Records from a dataset:
■ ■ ■ ■ ■

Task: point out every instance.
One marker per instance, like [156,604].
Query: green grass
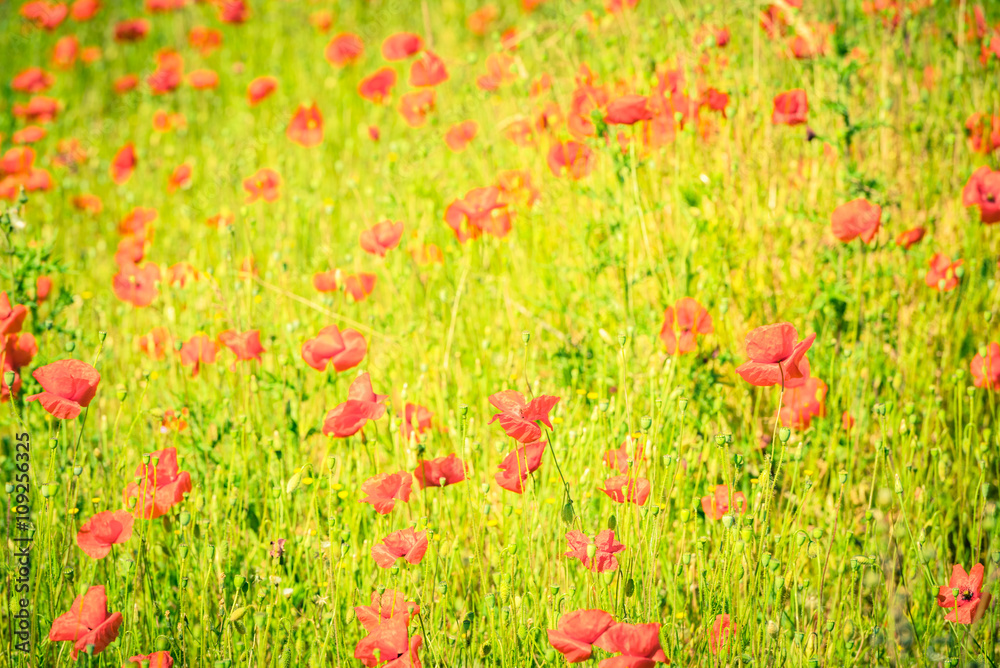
[848,535]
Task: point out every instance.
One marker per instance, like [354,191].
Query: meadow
[500,333]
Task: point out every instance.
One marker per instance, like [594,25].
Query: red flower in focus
[100,532]
[404,544]
[775,355]
[603,555]
[460,134]
[983,190]
[622,488]
[160,659]
[790,108]
[245,345]
[517,417]
[11,317]
[687,318]
[136,285]
[628,110]
[162,486]
[716,504]
[577,631]
[381,237]
[344,49]
[482,211]
[123,164]
[857,218]
[427,71]
[970,603]
[306,127]
[199,349]
[985,367]
[68,386]
[439,472]
[262,185]
[87,622]
[943,274]
[261,88]
[518,465]
[401,46]
[415,106]
[910,237]
[377,87]
[344,350]
[384,489]
[804,402]
[362,405]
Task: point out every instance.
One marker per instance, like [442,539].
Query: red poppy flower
[910,237]
[460,134]
[571,159]
[344,49]
[774,354]
[39,109]
[100,532]
[687,318]
[603,558]
[439,472]
[155,660]
[970,603]
[344,350]
[123,164]
[942,275]
[306,127]
[261,88]
[983,190]
[65,51]
[790,108]
[131,30]
[162,486]
[518,417]
[137,285]
[377,87]
[87,622]
[199,349]
[262,185]
[388,645]
[381,238]
[985,367]
[801,404]
[68,386]
[482,211]
[32,80]
[384,489]
[622,488]
[404,544]
[857,218]
[203,79]
[390,605]
[428,70]
[155,343]
[359,286]
[11,316]
[628,110]
[401,46]
[415,106]
[362,405]
[518,465]
[716,504]
[576,632]
[205,40]
[245,345]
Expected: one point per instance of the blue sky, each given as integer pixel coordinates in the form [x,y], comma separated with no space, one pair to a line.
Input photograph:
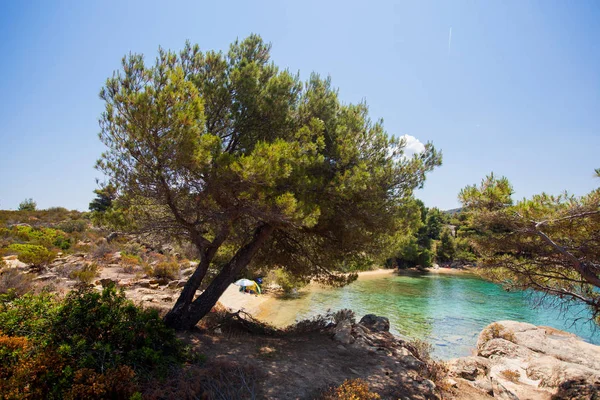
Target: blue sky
[515,90]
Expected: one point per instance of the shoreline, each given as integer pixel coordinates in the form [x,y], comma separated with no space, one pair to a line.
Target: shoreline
[266,306]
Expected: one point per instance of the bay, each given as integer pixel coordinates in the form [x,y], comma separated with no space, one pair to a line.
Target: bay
[449,311]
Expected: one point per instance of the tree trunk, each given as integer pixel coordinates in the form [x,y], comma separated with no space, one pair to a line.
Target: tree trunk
[186,316]
[189,290]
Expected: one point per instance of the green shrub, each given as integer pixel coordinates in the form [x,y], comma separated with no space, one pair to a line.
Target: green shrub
[14,283]
[78,225]
[62,242]
[32,254]
[90,345]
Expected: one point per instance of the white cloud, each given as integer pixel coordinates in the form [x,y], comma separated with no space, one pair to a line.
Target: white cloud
[413,145]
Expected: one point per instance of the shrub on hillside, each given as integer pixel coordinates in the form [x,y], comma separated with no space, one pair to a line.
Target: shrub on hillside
[32,254]
[27,205]
[89,345]
[78,225]
[14,283]
[102,249]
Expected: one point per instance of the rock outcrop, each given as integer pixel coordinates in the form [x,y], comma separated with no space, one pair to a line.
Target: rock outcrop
[396,357]
[519,360]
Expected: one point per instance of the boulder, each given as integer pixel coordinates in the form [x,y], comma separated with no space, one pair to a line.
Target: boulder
[547,360]
[45,277]
[501,392]
[469,368]
[343,332]
[160,281]
[577,390]
[106,282]
[375,323]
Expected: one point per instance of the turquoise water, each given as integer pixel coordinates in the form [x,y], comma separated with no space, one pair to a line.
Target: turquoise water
[449,311]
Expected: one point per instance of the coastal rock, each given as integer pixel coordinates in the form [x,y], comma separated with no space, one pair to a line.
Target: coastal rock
[46,277]
[343,332]
[106,282]
[469,368]
[375,323]
[545,361]
[577,390]
[159,281]
[501,392]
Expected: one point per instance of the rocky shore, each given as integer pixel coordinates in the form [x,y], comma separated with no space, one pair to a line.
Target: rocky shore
[516,360]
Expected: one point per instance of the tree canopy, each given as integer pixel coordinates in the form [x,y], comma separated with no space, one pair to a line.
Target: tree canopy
[547,243]
[250,164]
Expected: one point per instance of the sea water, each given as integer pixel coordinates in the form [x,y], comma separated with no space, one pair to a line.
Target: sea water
[449,311]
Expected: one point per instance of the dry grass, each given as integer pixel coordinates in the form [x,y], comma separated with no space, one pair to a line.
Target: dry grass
[12,280]
[497,330]
[351,389]
[511,375]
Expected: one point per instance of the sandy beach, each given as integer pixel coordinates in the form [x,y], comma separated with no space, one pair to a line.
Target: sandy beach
[260,305]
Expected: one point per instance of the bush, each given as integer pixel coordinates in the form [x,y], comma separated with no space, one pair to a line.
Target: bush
[78,225]
[27,205]
[32,254]
[62,242]
[14,283]
[351,389]
[89,345]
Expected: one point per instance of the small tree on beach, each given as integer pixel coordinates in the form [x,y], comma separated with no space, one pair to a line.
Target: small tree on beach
[250,164]
[547,243]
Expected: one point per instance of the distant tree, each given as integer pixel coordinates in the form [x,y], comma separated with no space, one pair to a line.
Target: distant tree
[435,222]
[104,198]
[446,249]
[27,205]
[251,165]
[547,243]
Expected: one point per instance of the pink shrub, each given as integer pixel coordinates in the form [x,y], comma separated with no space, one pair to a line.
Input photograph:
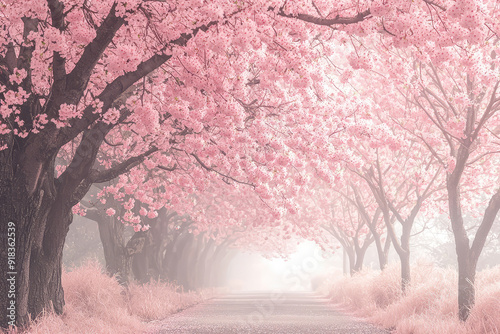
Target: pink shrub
[385,287]
[428,324]
[157,300]
[431,298]
[485,316]
[96,303]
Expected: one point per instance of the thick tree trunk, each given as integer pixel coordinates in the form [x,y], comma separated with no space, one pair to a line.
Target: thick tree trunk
[405,271]
[351,256]
[38,225]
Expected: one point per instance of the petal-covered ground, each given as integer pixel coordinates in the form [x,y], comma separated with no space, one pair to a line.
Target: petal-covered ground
[265,312]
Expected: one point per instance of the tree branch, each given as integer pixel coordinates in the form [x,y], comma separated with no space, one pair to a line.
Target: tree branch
[325,22]
[123,167]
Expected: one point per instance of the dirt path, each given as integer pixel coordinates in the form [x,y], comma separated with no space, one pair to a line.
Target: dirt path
[259,313]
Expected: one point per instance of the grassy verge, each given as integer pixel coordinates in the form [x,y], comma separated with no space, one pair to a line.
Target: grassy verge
[97,304]
[428,307]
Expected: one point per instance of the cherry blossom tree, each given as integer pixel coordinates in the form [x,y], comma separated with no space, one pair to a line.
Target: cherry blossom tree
[440,86]
[71,71]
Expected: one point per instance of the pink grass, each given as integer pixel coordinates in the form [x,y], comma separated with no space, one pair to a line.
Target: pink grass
[429,305]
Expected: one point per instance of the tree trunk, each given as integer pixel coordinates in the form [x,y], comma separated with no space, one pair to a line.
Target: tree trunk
[351,255]
[39,222]
[466,289]
[111,235]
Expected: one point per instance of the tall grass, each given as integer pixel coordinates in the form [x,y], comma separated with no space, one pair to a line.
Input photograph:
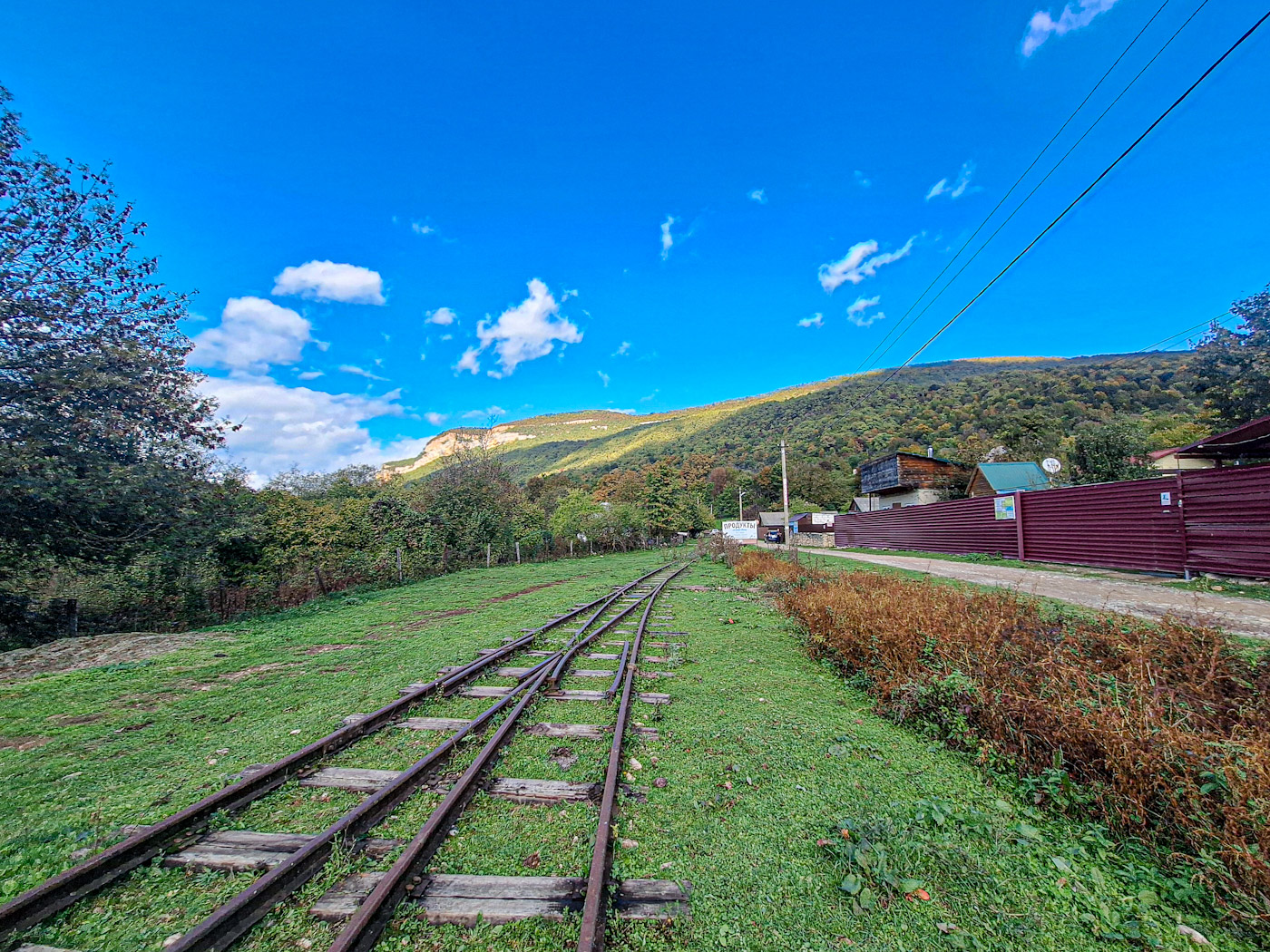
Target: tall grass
[1162,727]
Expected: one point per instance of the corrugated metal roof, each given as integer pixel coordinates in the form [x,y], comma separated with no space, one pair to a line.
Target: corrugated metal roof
[1009,478]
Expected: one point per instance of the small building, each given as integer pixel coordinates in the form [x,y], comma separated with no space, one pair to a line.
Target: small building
[908,479]
[1242,446]
[994,479]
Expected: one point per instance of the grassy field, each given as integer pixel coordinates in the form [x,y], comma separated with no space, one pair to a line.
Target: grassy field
[767,758]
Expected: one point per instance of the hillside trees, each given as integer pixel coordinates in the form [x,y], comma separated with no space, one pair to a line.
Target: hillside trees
[103,435]
[1232,367]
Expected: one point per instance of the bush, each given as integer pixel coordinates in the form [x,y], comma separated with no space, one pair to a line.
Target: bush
[1161,727]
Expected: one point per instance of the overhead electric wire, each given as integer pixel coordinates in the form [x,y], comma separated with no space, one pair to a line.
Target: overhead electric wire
[1019,180]
[1035,188]
[1070,207]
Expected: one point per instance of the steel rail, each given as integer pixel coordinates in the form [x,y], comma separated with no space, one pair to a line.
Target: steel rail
[591,936]
[376,911]
[235,918]
[67,888]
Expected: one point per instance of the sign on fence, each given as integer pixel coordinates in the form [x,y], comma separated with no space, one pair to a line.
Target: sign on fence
[742,529]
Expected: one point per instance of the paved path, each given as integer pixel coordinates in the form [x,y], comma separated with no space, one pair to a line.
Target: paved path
[1146,598]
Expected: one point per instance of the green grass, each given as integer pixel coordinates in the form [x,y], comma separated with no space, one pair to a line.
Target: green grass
[764,752]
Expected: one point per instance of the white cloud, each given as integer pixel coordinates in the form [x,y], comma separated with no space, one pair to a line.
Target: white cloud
[859,264]
[958,188]
[359,372]
[667,238]
[863,304]
[283,427]
[495,410]
[523,333]
[251,334]
[856,311]
[327,281]
[469,362]
[1077,15]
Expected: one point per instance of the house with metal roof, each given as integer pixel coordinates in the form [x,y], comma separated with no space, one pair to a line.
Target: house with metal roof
[994,479]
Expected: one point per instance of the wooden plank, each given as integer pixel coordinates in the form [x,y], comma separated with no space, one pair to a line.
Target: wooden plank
[434,724]
[575,695]
[532,791]
[239,850]
[465,900]
[485,692]
[349,778]
[580,732]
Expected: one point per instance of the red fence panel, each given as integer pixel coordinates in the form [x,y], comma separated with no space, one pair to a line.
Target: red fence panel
[1227,517]
[1133,524]
[961,527]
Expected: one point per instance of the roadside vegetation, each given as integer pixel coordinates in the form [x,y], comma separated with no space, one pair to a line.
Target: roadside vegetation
[767,755]
[1153,729]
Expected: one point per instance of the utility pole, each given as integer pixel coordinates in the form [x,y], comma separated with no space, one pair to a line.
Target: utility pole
[785,494]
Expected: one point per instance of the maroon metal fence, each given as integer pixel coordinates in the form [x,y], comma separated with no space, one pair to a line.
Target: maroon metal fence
[1213,520]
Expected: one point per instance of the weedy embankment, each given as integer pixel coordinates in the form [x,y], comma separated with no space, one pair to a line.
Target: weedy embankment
[1156,729]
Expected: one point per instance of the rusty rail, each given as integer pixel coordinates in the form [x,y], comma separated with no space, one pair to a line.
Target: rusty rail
[65,889]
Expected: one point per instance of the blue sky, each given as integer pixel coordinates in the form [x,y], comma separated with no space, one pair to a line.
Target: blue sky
[640,206]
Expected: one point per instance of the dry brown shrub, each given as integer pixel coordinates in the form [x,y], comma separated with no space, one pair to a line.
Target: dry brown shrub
[1164,724]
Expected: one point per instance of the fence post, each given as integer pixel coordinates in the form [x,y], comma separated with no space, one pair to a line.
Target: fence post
[1181,526]
[1019,524]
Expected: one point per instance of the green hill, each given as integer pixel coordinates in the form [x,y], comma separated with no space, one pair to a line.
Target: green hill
[1015,399]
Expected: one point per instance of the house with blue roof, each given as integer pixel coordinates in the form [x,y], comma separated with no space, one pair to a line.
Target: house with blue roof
[994,479]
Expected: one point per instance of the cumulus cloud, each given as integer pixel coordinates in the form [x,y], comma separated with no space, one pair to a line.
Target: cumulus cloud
[359,372]
[958,188]
[856,311]
[667,238]
[1077,15]
[327,281]
[469,361]
[281,427]
[860,263]
[253,333]
[523,333]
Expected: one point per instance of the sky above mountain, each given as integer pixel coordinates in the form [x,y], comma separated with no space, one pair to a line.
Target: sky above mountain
[408,216]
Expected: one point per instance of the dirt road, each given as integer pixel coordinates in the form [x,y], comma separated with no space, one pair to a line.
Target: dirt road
[1146,598]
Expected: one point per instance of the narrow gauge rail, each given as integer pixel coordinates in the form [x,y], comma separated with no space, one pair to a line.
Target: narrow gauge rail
[375,913]
[67,888]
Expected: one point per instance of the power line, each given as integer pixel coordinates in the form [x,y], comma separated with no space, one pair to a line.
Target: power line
[1047,177]
[1018,181]
[1072,205]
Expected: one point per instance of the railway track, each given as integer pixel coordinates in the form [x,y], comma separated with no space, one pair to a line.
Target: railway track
[366,903]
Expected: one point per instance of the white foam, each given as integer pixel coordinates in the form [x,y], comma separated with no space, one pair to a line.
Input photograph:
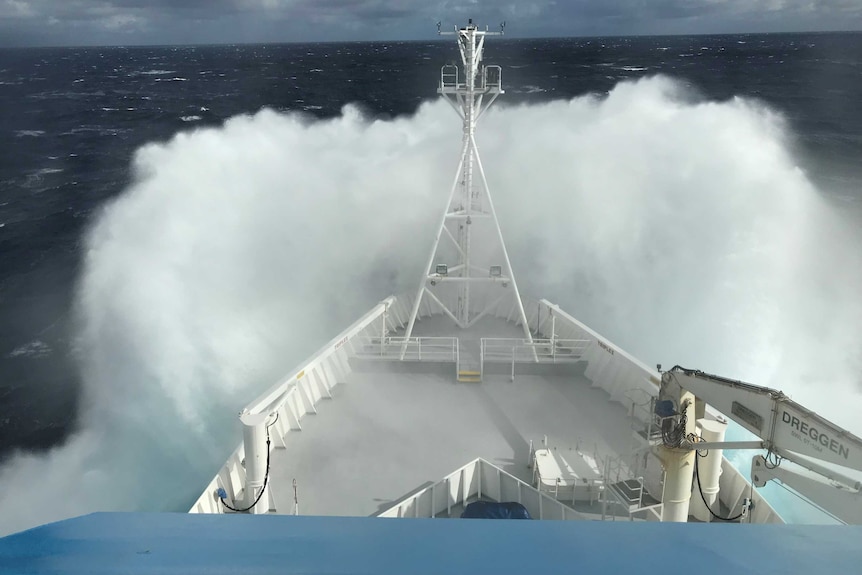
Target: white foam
[683,231]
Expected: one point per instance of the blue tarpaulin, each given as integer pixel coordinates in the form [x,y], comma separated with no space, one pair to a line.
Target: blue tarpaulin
[178,543]
[495,510]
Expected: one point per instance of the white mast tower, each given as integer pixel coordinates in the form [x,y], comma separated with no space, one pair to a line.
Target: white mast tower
[471,276]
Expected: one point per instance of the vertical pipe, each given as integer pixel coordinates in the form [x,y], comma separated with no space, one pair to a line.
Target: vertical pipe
[256,456]
[679,470]
[709,470]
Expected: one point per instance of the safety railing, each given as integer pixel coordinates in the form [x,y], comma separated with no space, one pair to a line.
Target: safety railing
[491,78]
[479,480]
[541,350]
[442,349]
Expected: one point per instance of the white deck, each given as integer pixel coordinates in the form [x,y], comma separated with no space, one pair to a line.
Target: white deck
[384,435]
[392,428]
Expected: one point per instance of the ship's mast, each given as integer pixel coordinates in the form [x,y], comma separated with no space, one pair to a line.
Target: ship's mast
[477,272]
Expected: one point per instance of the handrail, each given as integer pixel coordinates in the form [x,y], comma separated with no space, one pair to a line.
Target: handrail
[408,349]
[539,350]
[479,480]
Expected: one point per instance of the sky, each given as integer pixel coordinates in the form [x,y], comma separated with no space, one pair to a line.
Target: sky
[130,22]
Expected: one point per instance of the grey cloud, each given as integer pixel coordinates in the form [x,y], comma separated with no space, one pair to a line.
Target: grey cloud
[189,21]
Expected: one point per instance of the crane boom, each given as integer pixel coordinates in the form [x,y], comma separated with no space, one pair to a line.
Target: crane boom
[782,423]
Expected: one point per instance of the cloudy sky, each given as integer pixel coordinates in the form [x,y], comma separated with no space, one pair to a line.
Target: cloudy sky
[74,22]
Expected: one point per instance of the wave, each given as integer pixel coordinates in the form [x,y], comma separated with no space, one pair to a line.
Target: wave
[683,230]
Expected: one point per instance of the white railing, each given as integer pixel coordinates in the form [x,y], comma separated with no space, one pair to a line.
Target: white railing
[298,394]
[443,349]
[630,382]
[504,350]
[479,480]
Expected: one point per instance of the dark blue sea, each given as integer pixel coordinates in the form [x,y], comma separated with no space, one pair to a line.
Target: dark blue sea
[71,120]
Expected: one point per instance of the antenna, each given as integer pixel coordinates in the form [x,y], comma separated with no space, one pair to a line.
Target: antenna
[468,275]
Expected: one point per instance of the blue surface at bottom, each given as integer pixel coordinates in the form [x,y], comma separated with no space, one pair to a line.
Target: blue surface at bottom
[184,543]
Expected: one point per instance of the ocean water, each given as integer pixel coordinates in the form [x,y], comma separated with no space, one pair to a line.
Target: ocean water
[179,225]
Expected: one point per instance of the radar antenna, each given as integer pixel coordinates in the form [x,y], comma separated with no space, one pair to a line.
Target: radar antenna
[469,276]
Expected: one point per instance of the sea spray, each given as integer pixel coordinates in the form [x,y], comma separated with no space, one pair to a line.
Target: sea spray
[679,228]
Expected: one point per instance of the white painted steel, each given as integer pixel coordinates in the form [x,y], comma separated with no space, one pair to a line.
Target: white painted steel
[477,480]
[708,470]
[779,421]
[679,469]
[442,349]
[256,458]
[471,287]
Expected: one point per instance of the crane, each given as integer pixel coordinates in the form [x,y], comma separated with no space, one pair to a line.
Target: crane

■ ■ ■ ■ ■

Written request:
Only the lines from the one containing "Expected: one point per instance of the ocean" to the end of the data should be printed, exactly as they stand.

Full output:
Expected: one point per instance of the ocean water, each given as integer pixel coordinates in the form [x,y], comma separated with no space, one pair to a line.
Target: ocean water
[179,225]
Expected: one point per instance of the radar antenna, each given as integer pixel coordinates in the form [x,y], comma separated with no space, one pair to a line.
Target: radar antenna
[469,276]
Expected: one point per instance of the sea spray, each given as integer pixel coordinates in the form [x,y], comma separated with no space, one pair to a line.
Target: sea spray
[679,228]
Expected: one point per instance of the white painted steel, each given as integer pixel coordinates in the form [x,y], comma separated with no space, one pair to a line.
Target: white painted steel
[477,480]
[708,470]
[779,421]
[679,469]
[442,349]
[256,458]
[471,287]
Expected: one point per instance of the crane, each given as integer pixel coordinates in the form [x,y], comma separated with no space, one pair to a line.
Target: crane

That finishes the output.